DATA SECTION -
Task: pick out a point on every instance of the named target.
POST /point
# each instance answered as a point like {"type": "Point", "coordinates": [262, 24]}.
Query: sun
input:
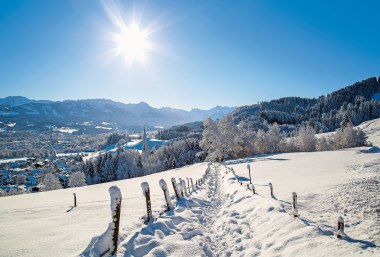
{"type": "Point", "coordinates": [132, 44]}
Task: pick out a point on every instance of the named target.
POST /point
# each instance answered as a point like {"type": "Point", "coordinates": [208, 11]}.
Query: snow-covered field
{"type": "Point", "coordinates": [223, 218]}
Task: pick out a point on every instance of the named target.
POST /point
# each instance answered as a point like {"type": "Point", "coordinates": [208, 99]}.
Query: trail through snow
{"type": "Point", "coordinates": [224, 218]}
* * *
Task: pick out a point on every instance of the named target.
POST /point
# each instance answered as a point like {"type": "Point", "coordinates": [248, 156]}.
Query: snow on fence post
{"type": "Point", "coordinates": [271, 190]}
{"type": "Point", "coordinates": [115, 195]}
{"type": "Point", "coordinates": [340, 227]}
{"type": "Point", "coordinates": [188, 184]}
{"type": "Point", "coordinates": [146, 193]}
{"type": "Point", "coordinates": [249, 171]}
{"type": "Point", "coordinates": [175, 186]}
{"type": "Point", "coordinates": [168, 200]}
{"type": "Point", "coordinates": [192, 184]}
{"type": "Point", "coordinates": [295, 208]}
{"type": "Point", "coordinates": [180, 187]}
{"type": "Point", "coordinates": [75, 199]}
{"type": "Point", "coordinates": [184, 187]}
--
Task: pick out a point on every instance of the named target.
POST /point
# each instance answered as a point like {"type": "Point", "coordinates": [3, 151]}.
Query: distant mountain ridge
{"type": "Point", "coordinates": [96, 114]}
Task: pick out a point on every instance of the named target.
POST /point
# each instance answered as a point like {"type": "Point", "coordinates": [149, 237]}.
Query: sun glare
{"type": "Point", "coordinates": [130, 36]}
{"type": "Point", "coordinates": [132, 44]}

WHAT TO WORK ON -
Find every line in the listing above that contains the word "answered" and copy each one. Case counts.

WRITTEN RESPONSE -
# each instance answered as a point like {"type": "Point", "coordinates": [262, 24]}.
# each instance answered as a point like {"type": "Point", "coordinates": [208, 11]}.
# each instance answered as a point like {"type": "Point", "coordinates": [208, 99]}.
# each instance answered as a point like {"type": "Point", "coordinates": [248, 156]}.
# each instance answered as a point like {"type": "Point", "coordinates": [3, 151]}.
# each instance answered as a point like {"type": "Point", "coordinates": [149, 237]}.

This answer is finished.